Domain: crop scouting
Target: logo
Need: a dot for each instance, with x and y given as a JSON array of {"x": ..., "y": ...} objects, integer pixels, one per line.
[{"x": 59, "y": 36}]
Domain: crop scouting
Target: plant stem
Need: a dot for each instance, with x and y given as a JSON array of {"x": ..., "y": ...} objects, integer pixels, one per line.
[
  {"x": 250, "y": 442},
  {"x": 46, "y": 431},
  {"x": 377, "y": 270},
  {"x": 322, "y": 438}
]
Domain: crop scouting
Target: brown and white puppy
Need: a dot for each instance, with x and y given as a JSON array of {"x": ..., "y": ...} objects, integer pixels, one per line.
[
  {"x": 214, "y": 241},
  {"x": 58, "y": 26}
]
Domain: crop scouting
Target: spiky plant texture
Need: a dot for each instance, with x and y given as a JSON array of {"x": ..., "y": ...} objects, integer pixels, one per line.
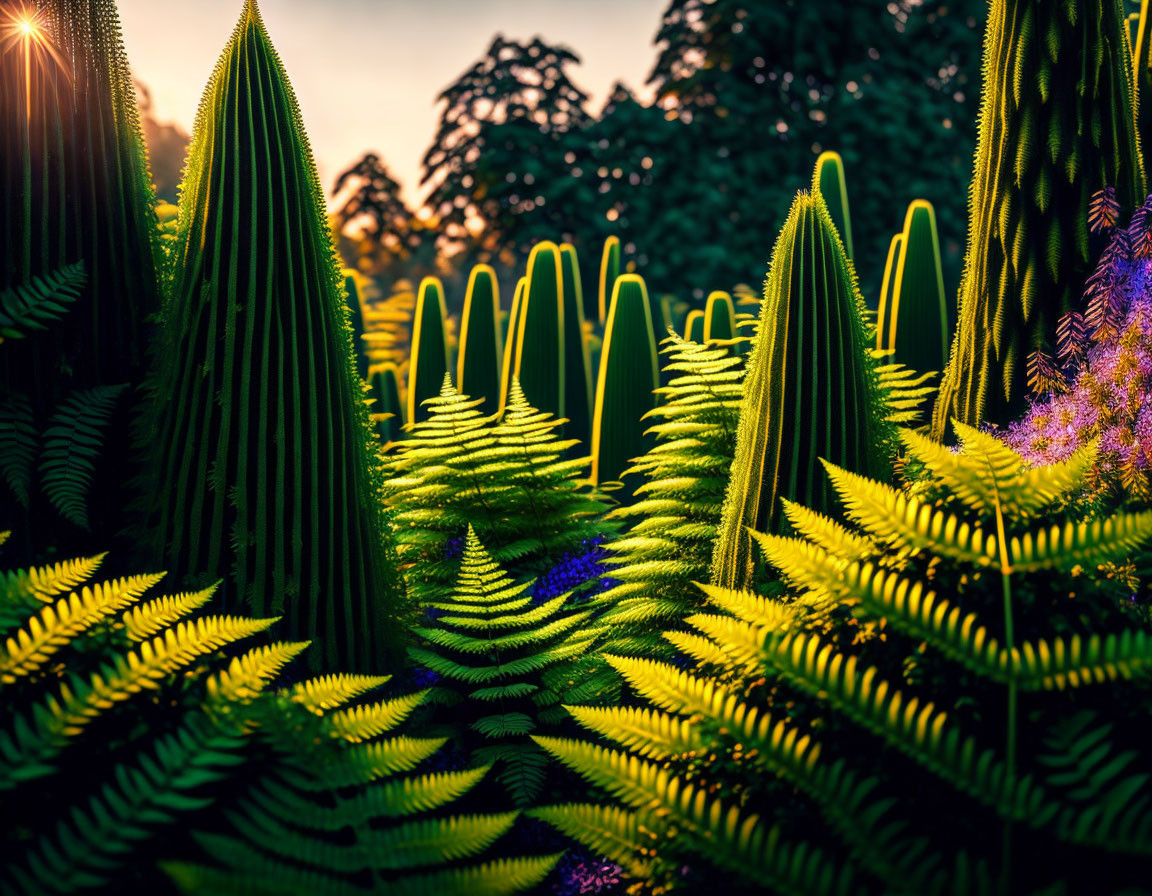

========================================================================

# The problem
Give nothing except how many lines of the records include "plant".

# Written response
2